▶ Task requirements: Go through the data below. Pull out every line that has the word "head".

Extracted records

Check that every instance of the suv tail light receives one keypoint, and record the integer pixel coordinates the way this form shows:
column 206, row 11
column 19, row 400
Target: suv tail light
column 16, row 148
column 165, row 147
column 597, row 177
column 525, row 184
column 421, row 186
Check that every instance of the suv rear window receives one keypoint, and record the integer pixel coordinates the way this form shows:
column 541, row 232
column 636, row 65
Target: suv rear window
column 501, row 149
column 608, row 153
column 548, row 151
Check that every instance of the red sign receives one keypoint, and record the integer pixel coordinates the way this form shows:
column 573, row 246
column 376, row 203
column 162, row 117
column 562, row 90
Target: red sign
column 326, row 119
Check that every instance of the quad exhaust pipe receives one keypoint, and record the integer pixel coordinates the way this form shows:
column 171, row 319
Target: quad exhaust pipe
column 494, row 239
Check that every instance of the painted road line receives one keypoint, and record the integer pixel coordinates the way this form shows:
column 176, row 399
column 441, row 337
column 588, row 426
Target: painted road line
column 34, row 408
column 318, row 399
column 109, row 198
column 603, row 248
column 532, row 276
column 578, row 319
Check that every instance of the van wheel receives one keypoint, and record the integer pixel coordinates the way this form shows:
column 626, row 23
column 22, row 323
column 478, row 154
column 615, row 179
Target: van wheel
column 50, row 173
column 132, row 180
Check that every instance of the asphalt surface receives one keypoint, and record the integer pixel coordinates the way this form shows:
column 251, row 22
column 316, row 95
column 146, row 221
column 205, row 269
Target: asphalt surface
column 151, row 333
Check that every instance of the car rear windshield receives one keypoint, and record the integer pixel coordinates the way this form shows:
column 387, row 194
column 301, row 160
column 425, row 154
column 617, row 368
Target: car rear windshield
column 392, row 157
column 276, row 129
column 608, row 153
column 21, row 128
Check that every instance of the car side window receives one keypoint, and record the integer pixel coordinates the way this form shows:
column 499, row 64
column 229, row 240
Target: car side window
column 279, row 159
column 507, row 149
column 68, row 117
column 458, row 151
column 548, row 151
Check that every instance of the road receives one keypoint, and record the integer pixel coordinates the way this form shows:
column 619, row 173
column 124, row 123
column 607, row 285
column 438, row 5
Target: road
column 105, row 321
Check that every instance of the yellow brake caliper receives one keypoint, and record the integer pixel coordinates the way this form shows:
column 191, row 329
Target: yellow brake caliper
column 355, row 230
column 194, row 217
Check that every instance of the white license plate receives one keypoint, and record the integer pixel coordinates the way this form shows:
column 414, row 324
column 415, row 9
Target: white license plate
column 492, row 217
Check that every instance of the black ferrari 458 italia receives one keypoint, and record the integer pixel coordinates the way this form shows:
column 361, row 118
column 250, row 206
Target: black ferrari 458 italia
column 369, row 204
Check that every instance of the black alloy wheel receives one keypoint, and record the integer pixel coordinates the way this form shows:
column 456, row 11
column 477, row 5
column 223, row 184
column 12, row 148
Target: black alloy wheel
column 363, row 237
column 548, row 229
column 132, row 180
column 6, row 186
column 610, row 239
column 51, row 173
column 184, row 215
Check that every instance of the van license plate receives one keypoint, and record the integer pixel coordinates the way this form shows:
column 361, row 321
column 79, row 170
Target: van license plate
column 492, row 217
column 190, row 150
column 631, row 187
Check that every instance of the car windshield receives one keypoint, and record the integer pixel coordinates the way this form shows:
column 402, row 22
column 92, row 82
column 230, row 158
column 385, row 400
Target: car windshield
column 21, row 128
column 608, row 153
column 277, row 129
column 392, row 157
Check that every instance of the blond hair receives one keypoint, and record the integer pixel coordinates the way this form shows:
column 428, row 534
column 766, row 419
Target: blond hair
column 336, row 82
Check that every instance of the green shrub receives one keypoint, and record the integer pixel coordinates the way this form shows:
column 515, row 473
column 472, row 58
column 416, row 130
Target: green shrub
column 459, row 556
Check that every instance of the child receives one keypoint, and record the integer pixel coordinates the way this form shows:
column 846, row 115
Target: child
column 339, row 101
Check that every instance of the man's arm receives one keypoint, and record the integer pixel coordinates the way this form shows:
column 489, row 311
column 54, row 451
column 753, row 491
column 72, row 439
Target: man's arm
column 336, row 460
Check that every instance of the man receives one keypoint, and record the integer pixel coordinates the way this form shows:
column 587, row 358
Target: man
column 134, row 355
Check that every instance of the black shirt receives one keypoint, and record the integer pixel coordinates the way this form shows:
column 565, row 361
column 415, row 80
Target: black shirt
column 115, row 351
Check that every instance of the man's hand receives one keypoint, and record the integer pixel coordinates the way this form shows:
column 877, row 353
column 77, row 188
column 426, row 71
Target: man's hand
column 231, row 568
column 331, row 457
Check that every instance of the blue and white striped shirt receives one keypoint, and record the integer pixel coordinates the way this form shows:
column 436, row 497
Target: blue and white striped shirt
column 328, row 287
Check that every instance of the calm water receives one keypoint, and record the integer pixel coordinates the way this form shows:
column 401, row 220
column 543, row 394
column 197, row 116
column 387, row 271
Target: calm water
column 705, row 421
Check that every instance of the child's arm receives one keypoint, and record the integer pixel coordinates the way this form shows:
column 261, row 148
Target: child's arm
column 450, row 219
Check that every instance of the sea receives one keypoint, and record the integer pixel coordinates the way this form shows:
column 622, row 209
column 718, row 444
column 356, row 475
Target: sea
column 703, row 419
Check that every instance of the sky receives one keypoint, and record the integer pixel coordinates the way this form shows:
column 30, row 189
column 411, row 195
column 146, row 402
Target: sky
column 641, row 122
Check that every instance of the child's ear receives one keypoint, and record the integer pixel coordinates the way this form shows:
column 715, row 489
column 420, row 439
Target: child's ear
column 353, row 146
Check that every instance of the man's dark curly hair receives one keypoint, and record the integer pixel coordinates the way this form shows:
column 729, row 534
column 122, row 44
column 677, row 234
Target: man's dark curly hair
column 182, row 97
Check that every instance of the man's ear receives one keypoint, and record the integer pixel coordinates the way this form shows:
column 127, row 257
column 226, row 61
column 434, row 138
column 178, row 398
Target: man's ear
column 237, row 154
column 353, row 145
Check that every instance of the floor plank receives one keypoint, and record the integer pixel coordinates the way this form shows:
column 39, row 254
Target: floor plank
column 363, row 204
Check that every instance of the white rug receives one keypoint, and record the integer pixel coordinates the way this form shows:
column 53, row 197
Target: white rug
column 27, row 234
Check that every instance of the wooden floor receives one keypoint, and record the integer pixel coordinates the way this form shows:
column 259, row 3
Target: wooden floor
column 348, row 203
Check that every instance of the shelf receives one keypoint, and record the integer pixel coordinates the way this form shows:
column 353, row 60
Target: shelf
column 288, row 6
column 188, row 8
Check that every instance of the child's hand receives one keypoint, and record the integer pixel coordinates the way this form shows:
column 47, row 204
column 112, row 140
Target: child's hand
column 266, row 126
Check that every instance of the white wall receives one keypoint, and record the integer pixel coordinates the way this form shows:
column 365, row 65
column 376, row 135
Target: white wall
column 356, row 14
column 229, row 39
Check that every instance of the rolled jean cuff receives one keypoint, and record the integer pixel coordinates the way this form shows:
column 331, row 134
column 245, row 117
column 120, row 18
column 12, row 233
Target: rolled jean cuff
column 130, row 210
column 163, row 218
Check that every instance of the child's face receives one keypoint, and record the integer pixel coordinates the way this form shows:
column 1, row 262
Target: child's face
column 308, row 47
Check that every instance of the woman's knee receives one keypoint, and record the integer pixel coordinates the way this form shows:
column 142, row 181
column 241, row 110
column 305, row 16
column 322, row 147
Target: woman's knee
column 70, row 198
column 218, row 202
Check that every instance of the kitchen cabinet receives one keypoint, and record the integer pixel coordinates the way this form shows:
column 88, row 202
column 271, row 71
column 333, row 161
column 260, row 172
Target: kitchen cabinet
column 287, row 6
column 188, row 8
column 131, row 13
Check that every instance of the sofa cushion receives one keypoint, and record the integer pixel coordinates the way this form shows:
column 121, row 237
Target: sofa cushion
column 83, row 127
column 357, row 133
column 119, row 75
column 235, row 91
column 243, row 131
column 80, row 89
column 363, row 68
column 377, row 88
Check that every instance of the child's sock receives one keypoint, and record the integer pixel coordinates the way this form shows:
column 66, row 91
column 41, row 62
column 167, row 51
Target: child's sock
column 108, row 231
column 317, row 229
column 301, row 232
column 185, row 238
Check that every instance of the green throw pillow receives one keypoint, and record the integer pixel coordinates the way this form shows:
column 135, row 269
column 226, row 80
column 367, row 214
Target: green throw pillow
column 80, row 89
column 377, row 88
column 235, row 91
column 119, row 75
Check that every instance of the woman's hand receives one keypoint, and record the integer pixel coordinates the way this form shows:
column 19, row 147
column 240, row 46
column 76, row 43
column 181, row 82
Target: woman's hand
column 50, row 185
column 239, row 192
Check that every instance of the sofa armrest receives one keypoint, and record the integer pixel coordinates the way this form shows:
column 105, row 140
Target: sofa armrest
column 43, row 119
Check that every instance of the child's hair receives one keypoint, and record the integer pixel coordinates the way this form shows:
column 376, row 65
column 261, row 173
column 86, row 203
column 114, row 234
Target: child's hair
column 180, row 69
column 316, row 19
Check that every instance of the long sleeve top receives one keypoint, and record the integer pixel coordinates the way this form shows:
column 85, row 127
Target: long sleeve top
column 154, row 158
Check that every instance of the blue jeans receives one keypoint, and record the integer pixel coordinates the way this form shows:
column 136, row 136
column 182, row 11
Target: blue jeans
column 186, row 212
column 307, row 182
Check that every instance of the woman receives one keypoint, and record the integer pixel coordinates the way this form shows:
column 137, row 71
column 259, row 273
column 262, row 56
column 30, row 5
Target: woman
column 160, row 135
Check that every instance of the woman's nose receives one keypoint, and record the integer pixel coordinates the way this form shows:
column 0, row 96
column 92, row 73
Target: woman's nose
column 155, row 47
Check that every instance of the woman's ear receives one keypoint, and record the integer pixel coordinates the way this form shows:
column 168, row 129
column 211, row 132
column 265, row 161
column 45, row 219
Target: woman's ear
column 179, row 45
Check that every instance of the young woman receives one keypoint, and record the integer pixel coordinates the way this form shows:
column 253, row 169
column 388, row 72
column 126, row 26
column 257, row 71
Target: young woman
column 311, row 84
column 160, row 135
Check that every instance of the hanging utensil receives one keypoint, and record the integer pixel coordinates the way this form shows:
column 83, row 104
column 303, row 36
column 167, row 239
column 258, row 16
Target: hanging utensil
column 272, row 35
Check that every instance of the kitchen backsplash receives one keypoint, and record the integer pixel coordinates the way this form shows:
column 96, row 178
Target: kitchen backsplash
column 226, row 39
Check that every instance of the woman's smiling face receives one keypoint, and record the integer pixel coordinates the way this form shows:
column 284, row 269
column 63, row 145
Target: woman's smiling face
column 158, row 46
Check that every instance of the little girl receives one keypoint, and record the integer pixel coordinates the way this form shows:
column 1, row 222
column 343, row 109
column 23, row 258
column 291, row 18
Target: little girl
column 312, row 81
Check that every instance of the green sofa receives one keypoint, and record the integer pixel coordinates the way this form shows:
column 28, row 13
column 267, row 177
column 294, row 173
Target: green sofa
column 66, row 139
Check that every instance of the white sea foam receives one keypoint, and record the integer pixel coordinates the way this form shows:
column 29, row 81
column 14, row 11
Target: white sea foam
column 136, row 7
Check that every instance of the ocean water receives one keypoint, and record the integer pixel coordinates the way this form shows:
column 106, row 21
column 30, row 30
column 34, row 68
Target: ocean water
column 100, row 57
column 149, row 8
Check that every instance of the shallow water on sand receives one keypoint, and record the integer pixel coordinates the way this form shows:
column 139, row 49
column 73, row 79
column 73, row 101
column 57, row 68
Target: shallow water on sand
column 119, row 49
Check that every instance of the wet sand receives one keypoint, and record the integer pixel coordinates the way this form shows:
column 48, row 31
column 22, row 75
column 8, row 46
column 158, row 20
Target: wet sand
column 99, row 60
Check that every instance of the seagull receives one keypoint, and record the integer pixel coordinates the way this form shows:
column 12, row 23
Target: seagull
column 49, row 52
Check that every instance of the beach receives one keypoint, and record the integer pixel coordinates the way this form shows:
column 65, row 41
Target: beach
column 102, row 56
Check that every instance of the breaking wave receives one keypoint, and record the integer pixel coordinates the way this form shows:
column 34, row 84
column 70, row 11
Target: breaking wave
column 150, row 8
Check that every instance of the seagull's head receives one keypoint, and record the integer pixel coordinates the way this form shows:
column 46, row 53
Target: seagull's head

▶ Expected output:
Check that every instance of the seagull's head receives one keypoint, and record the integer pixel coordinates the way this form shows:
Target: seagull's head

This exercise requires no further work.